● SHORT PROBLEM:
Output the rows below without changes, from the line with "Provide an outline for every instance of the reflected" to the line with "302), (545, 317)]", both of those lines included. Give only those lines.

● Segmentation dataset rows:
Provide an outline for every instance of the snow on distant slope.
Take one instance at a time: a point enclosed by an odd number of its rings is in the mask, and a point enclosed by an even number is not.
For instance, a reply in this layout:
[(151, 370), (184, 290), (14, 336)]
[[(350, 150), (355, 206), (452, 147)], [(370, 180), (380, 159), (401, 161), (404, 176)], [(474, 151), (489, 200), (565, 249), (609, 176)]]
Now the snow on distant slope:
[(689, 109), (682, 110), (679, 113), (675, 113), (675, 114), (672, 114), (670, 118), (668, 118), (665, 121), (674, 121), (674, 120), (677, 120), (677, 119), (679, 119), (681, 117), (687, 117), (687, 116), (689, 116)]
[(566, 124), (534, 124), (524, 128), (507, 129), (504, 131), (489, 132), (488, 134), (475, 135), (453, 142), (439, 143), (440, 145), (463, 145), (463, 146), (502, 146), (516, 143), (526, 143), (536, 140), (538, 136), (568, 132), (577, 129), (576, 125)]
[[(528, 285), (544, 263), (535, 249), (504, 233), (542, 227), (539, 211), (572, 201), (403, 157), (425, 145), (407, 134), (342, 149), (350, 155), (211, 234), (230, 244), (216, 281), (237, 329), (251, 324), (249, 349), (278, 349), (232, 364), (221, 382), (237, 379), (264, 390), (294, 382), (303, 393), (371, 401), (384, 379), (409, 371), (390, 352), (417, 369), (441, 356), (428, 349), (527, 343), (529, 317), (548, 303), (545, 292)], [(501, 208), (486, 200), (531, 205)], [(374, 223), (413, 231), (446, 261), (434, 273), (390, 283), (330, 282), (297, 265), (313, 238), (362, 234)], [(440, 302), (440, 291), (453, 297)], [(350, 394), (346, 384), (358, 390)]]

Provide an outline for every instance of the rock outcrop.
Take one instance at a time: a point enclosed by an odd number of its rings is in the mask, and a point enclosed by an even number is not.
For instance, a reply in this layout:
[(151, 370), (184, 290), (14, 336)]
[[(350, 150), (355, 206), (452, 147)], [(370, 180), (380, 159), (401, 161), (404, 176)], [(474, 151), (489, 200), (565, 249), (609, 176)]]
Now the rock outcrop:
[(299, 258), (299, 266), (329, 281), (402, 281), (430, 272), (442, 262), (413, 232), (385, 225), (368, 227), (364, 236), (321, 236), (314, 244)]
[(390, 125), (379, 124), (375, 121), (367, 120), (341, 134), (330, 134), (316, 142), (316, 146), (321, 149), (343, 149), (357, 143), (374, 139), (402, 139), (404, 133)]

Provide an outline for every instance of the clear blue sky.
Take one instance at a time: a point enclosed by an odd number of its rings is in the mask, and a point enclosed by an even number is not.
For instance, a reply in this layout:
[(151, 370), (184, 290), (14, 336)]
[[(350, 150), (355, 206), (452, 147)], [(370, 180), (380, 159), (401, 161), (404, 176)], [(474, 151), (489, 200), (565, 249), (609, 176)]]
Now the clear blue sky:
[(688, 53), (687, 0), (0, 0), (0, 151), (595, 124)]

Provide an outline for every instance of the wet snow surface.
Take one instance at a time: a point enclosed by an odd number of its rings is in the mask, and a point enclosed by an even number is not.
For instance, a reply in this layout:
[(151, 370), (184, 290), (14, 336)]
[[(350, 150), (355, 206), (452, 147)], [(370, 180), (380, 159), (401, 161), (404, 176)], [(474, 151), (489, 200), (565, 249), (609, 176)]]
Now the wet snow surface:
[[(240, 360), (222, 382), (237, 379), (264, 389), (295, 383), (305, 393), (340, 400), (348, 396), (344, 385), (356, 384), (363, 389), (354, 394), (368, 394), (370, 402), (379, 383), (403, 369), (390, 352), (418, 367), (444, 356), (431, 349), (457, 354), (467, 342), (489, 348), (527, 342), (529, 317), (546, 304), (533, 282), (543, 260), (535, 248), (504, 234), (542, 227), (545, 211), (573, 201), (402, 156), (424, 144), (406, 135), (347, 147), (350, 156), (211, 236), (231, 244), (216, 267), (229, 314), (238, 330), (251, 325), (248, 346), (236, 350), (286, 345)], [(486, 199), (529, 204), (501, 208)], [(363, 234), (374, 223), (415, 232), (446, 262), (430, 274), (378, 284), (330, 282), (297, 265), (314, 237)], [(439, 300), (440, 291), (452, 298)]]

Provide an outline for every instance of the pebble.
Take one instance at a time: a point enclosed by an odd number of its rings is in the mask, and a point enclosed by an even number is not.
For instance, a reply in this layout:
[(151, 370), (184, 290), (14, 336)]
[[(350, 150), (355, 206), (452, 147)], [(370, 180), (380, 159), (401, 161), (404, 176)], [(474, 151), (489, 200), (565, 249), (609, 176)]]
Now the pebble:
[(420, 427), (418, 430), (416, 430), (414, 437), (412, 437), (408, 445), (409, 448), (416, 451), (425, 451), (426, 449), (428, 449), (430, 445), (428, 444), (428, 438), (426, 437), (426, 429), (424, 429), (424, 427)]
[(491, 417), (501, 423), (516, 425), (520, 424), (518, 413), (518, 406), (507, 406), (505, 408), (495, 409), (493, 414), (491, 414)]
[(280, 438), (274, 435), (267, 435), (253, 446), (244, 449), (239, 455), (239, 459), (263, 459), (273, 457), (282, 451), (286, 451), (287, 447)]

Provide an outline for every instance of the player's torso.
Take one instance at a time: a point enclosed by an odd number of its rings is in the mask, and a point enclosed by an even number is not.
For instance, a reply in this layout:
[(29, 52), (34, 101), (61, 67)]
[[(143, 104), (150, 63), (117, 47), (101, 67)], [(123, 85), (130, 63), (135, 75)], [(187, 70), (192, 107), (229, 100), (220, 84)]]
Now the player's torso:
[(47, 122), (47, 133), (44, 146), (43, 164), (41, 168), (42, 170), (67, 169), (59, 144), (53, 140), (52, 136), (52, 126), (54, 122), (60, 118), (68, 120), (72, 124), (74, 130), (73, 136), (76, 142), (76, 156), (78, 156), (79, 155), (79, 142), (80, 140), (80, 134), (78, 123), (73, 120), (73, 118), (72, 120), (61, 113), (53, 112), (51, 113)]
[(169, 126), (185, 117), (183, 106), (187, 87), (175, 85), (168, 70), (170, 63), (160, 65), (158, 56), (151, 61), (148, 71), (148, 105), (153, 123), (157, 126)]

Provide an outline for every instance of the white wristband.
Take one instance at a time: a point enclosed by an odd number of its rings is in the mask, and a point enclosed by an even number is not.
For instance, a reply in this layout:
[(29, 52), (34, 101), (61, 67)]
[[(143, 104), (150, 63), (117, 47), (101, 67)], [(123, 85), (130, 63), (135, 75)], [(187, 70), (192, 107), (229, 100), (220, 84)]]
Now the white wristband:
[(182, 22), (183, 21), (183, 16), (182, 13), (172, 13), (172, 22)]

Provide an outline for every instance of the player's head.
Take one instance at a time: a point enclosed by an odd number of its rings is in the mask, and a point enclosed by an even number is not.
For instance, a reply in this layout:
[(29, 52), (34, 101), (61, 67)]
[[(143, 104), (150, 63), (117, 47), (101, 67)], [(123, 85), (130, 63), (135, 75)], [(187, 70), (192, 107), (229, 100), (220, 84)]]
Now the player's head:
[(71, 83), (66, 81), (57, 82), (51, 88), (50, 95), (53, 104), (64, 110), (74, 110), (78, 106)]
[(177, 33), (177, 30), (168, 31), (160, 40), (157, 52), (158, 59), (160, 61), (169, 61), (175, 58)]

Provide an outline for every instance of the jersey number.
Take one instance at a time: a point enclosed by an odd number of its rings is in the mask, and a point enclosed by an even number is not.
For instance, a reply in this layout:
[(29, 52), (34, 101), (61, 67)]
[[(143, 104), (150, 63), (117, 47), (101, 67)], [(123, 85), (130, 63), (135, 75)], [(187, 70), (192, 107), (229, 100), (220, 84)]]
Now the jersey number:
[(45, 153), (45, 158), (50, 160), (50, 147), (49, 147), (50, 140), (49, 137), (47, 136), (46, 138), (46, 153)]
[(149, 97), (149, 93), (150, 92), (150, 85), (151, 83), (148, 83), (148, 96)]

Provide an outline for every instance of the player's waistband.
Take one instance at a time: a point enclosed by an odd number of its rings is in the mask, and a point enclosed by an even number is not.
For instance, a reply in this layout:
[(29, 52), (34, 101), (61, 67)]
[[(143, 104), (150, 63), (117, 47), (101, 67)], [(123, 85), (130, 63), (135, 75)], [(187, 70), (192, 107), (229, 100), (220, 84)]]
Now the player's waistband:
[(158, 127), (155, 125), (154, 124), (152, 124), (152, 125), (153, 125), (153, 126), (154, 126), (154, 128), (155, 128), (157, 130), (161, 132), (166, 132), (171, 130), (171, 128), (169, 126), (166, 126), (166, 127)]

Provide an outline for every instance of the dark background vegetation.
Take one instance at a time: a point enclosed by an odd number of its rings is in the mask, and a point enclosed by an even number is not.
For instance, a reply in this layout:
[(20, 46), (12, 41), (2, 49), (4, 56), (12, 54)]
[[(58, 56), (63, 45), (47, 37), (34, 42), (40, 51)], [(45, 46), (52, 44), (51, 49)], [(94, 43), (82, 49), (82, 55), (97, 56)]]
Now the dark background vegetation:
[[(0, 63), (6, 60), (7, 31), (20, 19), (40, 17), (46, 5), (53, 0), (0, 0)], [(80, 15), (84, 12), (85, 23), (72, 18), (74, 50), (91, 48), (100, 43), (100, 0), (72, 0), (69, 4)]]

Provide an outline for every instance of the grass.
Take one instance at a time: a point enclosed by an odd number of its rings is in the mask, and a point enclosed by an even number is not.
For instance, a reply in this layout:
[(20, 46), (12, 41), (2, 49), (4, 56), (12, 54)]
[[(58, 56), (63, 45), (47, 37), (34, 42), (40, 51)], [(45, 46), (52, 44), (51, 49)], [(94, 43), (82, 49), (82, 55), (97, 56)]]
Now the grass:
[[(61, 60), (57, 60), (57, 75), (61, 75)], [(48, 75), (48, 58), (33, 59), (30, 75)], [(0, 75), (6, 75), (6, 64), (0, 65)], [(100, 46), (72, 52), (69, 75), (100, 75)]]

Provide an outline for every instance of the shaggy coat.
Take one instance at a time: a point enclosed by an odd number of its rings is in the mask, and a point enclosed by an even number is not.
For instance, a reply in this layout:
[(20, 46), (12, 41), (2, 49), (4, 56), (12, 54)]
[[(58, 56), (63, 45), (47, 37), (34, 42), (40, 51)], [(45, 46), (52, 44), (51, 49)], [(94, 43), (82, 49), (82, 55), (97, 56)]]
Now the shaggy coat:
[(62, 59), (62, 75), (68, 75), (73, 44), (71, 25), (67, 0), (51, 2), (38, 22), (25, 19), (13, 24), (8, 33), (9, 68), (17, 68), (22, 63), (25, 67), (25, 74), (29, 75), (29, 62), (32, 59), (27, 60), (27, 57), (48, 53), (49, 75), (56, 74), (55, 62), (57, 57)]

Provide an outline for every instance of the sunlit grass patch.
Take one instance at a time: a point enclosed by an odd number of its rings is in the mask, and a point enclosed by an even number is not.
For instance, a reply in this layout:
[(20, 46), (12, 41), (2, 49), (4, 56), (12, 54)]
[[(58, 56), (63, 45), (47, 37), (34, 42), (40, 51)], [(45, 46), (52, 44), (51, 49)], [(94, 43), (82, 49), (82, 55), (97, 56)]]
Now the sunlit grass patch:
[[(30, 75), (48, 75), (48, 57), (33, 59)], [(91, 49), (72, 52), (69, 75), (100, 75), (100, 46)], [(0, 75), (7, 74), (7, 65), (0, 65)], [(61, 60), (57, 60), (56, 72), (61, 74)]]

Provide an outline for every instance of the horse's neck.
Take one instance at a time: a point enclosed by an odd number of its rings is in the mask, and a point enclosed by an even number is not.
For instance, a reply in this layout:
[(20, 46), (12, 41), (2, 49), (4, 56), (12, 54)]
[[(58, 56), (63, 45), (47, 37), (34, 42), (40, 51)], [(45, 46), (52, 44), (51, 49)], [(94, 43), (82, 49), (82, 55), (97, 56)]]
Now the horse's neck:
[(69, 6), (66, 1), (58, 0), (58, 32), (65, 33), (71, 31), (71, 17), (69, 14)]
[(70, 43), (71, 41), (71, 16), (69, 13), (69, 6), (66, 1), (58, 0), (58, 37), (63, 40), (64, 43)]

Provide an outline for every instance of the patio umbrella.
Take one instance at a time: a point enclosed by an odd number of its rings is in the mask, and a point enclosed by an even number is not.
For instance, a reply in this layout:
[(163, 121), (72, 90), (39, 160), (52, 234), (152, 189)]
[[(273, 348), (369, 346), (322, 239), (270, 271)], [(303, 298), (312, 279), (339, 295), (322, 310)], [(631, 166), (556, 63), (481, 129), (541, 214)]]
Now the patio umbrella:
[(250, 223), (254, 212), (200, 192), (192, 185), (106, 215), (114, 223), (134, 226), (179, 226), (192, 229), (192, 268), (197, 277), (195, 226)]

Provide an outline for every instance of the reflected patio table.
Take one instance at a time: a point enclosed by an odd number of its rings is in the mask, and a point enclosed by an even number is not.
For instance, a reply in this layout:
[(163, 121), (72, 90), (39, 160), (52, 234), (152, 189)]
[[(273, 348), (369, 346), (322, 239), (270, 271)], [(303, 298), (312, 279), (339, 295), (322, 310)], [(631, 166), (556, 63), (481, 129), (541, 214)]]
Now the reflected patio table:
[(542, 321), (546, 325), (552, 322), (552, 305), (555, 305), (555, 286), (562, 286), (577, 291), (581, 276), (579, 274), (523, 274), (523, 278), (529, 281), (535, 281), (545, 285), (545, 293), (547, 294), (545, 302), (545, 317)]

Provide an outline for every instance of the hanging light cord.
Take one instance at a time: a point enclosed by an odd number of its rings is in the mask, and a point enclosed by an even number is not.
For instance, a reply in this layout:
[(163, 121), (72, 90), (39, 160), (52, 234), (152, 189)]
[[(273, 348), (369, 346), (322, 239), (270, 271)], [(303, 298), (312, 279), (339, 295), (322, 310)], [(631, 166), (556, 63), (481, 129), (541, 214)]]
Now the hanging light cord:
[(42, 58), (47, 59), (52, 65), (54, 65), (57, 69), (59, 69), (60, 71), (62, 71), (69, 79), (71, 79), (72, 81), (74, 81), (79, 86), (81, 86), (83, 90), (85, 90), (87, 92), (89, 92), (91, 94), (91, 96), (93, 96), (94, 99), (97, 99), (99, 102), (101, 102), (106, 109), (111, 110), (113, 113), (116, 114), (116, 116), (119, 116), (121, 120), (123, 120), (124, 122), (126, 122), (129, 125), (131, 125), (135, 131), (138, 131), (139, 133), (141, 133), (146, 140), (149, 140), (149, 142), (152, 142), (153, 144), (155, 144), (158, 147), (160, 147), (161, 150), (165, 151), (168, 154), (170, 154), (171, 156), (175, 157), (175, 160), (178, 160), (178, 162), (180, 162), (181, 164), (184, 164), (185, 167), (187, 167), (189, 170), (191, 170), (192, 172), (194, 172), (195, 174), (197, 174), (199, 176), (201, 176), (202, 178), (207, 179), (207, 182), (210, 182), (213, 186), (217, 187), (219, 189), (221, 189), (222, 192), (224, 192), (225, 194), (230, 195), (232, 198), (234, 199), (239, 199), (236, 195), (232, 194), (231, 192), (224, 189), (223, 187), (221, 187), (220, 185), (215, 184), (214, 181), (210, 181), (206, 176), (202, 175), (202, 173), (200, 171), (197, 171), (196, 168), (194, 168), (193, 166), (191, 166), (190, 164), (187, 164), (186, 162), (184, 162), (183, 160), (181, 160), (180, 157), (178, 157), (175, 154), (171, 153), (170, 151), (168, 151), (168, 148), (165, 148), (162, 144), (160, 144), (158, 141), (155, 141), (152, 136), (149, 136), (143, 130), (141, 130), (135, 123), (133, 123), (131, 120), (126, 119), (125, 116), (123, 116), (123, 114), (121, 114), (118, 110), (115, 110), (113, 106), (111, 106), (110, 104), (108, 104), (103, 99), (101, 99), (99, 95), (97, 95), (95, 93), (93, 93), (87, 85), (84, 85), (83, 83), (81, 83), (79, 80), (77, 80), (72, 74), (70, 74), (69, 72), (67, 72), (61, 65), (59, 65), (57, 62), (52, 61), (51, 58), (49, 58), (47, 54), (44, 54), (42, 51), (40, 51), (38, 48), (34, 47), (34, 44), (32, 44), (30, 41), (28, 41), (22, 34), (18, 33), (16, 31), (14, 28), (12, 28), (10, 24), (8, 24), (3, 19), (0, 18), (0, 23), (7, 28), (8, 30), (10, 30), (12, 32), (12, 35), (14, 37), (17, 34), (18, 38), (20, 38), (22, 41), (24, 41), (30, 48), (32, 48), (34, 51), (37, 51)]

● WRITTEN REPLY:
Provide an outline for every instance of the reflected patio table.
Take one instance at a time: a point enclosed by an odd number of its rings is in the mask, and a point enclosed by an even number is not.
For instance, a reply in this layout:
[(163, 121), (72, 90), (39, 160), (52, 234), (152, 189)]
[[(273, 348), (369, 346), (322, 239), (270, 271)], [(303, 298), (312, 279), (339, 295), (322, 310)], [(631, 166), (556, 63), (481, 129), (541, 214)]]
Now the reflected patio table:
[(542, 321), (546, 325), (552, 322), (552, 305), (555, 305), (555, 286), (562, 286), (577, 291), (581, 276), (579, 274), (523, 274), (523, 278), (529, 281), (535, 281), (545, 285), (545, 293), (547, 294), (545, 302), (545, 317)]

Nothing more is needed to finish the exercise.